**Отрывок для чтения**
-- -- --

Да, разумеется, мне известно, что Борисова получала немало предложений сниматься и отказывалась от них как раз в силу своей приверженности театру. Но если двум режиссерам удалось убедить актрису сниматься, то почему это не удалось прочим?
Как могли вы, друзья-режиссеры, примириться с тем, что драматическую артистку такого масштаба и данных видит только театральный зритель?
Нет, как хотите, но это еще один разительный пример той же «лености» кинорежиссуры, о которой говорилось выше. Впрочем, хочу надеяться, что еще найдутся мастера, которые приведут актрису на наш экран.
Этот перечень можно бы (да, пожалуй, и нужно) продолжить. Но я закончу его исключительным по силе и наглядности примером. Ибо столь же исключителен и талант артистки, о которой пойдет речь. Я имею в виду Фаину Георгиевну Раневскую. Это в театре она блистательно сыграла в «Лисичках» Л. Хелман сложнейшую трагическую роль. Это в театре она исполнила глубоко драматическую роль в пьесе «Деревья умирают стоя». Это в театре режиссер Л.Варпаховский поручил ей главную роль в пьесе «Странная миссис Сэвидж», в результате чего мы могли видеть превосходную работу трагикомического плана. В театре. Правда, справедливости ради, следует сказать, что и в кино Раневская отлично сыграла в фильме «Мечта» М. Ромма. Но то было давно. И то был Ромм.
А в огромном количестве случаев, когда эта выдающаяся актриса снималась в кино, использовалось только высокое ее комедийное дарование, ее обаяние, причем частенько спекулятивно. Остается лишь горестно развести руками. После отличных комедий «Подкидыш» и «Весна», где Раневская по праву предстала в достойных ее комедийных ролях, пошли фильмы, в которых непростительно девальвировалось ее дарование. Однако Раневская умудрялась и в них не ронять своего огромного таланта. Что же теперь? Что впереди? Сыграет ли эта редких возможностей — трагических, трагикомических и комедийных — артистка в кино те роли, которые только ей доступны? Неизвестно.

-- -- --

**Предоставленные строки**
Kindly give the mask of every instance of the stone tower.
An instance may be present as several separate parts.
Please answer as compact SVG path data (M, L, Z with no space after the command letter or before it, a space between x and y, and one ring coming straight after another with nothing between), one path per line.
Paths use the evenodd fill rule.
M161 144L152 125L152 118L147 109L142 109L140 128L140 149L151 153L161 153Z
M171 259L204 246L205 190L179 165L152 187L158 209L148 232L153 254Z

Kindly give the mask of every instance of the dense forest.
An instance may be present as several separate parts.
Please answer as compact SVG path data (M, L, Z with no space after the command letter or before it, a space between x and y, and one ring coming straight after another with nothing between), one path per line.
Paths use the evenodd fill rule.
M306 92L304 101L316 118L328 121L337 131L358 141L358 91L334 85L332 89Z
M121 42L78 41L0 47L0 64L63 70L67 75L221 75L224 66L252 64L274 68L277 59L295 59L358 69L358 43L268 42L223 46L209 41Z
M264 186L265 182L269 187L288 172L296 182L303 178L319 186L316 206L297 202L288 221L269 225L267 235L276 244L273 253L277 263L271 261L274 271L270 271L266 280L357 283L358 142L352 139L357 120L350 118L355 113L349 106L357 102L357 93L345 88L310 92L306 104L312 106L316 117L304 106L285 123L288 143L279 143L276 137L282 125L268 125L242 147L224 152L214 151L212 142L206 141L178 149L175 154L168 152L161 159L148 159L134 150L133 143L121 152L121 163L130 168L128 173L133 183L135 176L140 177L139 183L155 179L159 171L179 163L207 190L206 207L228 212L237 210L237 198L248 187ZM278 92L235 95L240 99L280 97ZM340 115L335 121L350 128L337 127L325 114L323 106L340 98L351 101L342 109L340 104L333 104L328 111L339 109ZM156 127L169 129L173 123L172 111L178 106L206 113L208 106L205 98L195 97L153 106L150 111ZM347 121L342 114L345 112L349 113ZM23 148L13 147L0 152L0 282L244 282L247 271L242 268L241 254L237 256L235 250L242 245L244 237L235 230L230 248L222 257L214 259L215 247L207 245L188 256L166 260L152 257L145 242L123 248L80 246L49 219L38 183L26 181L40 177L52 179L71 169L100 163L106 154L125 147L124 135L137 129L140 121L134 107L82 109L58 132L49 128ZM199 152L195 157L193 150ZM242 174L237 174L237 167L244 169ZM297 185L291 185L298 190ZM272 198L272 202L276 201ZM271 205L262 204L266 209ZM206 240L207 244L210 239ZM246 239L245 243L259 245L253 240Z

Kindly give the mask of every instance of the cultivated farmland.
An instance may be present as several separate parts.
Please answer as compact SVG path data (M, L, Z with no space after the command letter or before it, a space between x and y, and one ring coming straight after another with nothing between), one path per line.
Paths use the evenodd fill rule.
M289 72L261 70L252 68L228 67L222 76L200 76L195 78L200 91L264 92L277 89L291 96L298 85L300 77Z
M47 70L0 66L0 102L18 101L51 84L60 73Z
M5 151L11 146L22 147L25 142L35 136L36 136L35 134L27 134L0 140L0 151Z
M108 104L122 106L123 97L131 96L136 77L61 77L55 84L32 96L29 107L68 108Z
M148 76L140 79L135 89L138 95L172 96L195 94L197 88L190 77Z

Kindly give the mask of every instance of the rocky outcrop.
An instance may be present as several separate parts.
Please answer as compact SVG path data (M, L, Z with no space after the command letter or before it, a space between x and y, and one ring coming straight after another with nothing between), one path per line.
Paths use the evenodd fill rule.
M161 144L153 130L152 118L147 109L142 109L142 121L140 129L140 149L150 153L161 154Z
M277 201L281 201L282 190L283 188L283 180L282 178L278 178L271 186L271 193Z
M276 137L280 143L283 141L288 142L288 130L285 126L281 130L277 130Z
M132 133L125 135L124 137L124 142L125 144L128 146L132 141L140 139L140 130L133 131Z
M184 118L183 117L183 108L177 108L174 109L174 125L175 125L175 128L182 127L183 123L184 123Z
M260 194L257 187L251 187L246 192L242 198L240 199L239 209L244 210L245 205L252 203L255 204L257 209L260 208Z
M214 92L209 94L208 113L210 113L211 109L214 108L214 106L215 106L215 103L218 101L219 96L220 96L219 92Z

-- -- --

**Обязательные задания**
1. Какую роль поручил Раневской режиссер Л. Варпаховский, согласно отрывку об актрисах театра и кино?
2. Подхватите отрывок об актрисах театра и кино и продолжите его после последнего предложения.
Строки получены из иного источника.

**Комплект ответов**
1. Главную роль в пьесе «Странная миссис Сэвидж».

2.
Много неизвестного в судьбе актера. И от многих неизвестных величин эта судьба зависит. Вот и театральные вузы есть, и институт кинематографии, и училища при театрах, и театров много, в том числе имеется Театр киноактера, а судьба актерская все равно трудна, сложна и, главное, зыбка, неопределенна. Чтобы добиться достойного свершения своей судьбы, актеру нужно многое. Талант, само собой. Без таланта пропадешь. Но и с талантом пропадешь, если нет навыка и вкуса работать всерьез. Но и случай тоже нужен — не в последнюю очередь. Нужна встреча с хорошей ролью. И хорошим режиссером. Обязательно! Ибо не бывает у актера успеха без режиссера, это уж точно. Нужно все это и еще многое другое, да еще и сочетание всех этих условий. Надо беречь свой талант и не хвататься за дурную роль. Надо терпеливо искать хорошую роль. Надо добиваться встречи с хорошим режиссером. Надо не унывать и не надеяться на выигрыш, а только на непрерывный труд.